═══ Excerpted text

For many software projects a "patch" is an ad-hoc set of files to quickly fix a specific problem (and has no "version" number, although it may have an unrelated "patch" number)
This is rather different to a "bug-fix release".

I would suggest "maintenance version".

I'm wondering how this system will handle pre-release designations.

In Python + setuptools (a flawed system to be sure) there are a ton of pre-release designations with different weights. pre, rc, beta, b, alpha, a, all of which can also take a version, so the ordering is something like:

1.0
1.0rc2
1.0rc1
1.0b3
1.0a4
1.0alpha2

This is, admittedly, too much, but I do think it's usefull to be able to release a package that is intended to be a pre-release version of a particular semver.

Something like appending pre1, pre2 to the end of a semver would be enough so that leading up to a 1.0 release people could be releasing 1.0pre1 1.0pre2, which is simple enough to parse.

══════

Written problem A –
Quote the entries from the line containing "indicate: license plate" through the end of the entries, including both of those ends.
The versioning discussion and the entries after it are unrelated material.

═══ Extracted material

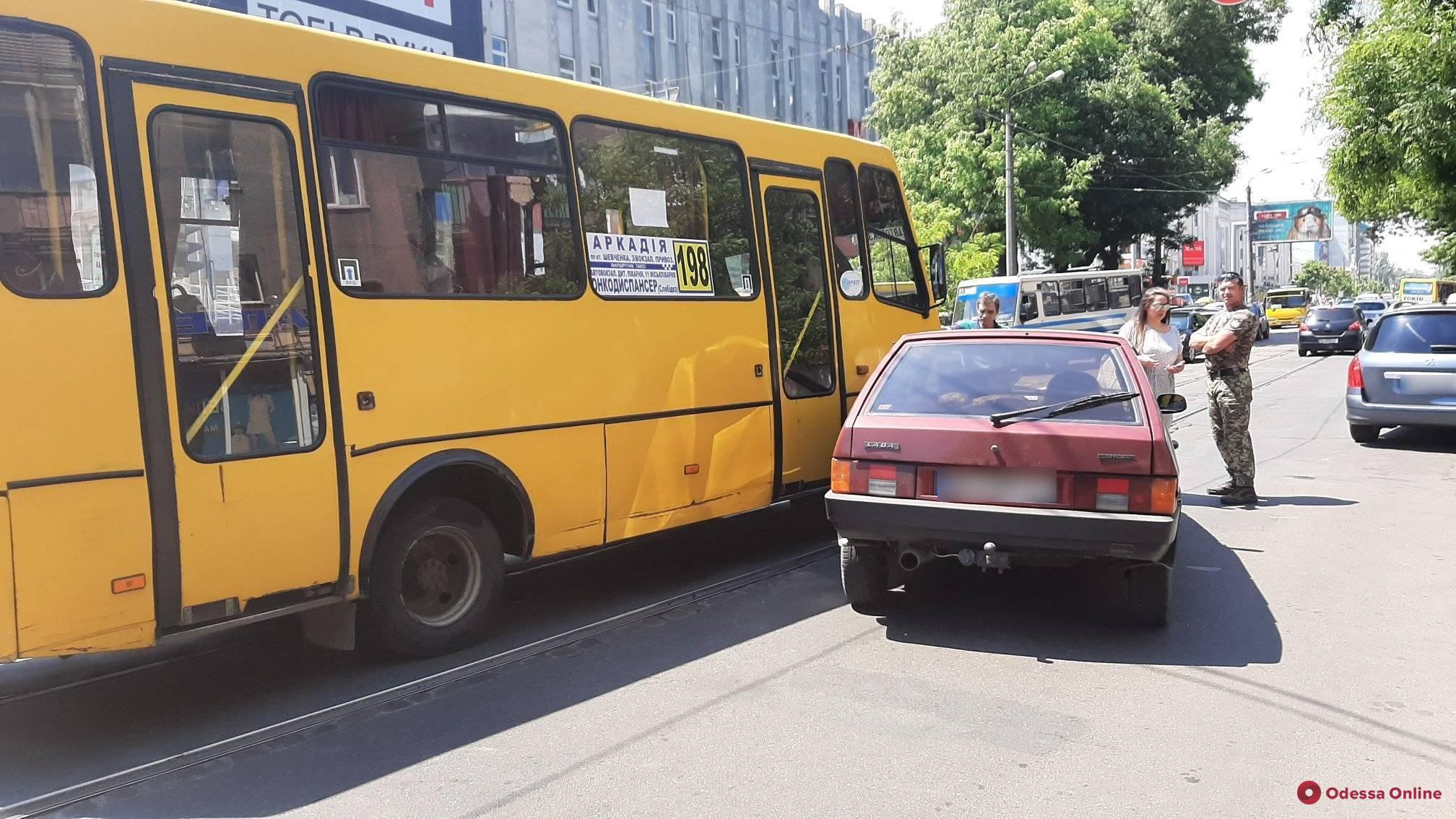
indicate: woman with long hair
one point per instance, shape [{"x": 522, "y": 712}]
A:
[{"x": 1156, "y": 340}]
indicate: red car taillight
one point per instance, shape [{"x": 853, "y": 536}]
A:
[
  {"x": 1116, "y": 493},
  {"x": 1354, "y": 376},
  {"x": 872, "y": 478}
]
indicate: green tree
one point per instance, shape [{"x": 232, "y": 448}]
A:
[
  {"x": 1152, "y": 95},
  {"x": 1391, "y": 107}
]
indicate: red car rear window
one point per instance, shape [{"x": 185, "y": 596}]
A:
[{"x": 982, "y": 378}]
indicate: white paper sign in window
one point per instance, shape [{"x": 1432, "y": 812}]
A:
[
  {"x": 649, "y": 266},
  {"x": 649, "y": 207}
]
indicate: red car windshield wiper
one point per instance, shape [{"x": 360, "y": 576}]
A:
[{"x": 1062, "y": 408}]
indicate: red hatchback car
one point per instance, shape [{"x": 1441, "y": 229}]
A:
[{"x": 1008, "y": 448}]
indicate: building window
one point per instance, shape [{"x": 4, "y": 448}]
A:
[
  {"x": 794, "y": 80},
  {"x": 699, "y": 188},
  {"x": 488, "y": 217}
]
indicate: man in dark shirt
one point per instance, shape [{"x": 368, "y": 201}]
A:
[{"x": 1226, "y": 343}]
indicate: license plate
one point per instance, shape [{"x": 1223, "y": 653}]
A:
[{"x": 996, "y": 485}]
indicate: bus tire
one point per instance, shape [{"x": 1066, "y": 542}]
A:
[
  {"x": 436, "y": 581},
  {"x": 864, "y": 568}
]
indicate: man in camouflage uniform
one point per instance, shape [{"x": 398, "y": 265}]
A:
[{"x": 1226, "y": 342}]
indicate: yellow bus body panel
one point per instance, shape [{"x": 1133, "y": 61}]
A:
[
  {"x": 667, "y": 472},
  {"x": 73, "y": 541},
  {"x": 8, "y": 646}
]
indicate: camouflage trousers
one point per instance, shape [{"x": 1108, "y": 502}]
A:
[{"x": 1229, "y": 404}]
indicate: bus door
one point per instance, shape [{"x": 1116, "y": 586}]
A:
[
  {"x": 808, "y": 408},
  {"x": 243, "y": 477}
]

══════

Written problem B –
Print the part of the versioning discussion that opens with the words "This is, admittedly, too" and closes with "a particular semver.", copied word for word.

Right answer A –
indicate: license plate
one point per instance, shape [{"x": 1223, "y": 653}]
A:
[{"x": 996, "y": 485}]
indicate: bus tire
one point per instance, shape [{"x": 1066, "y": 542}]
A:
[
  {"x": 436, "y": 581},
  {"x": 864, "y": 568}
]
indicate: man in camouflage uniform
one point per instance, shape [{"x": 398, "y": 265}]
A:
[{"x": 1226, "y": 342}]
indicate: yellow bus body panel
one point per instance, shape [{"x": 1133, "y": 61}]
A:
[
  {"x": 667, "y": 472},
  {"x": 73, "y": 541},
  {"x": 8, "y": 646}
]
indicate: camouflage trousers
one point per instance, shape [{"x": 1108, "y": 502}]
A:
[{"x": 1229, "y": 404}]
indicate: bus door
one point per instance, shape [{"x": 1116, "y": 586}]
A:
[
  {"x": 808, "y": 408},
  {"x": 243, "y": 477}
]

Right answer B –
This is, admittedly, too much, but I do think it's usefull to be able to release a package that is intended to be a pre-release version of a particular semver.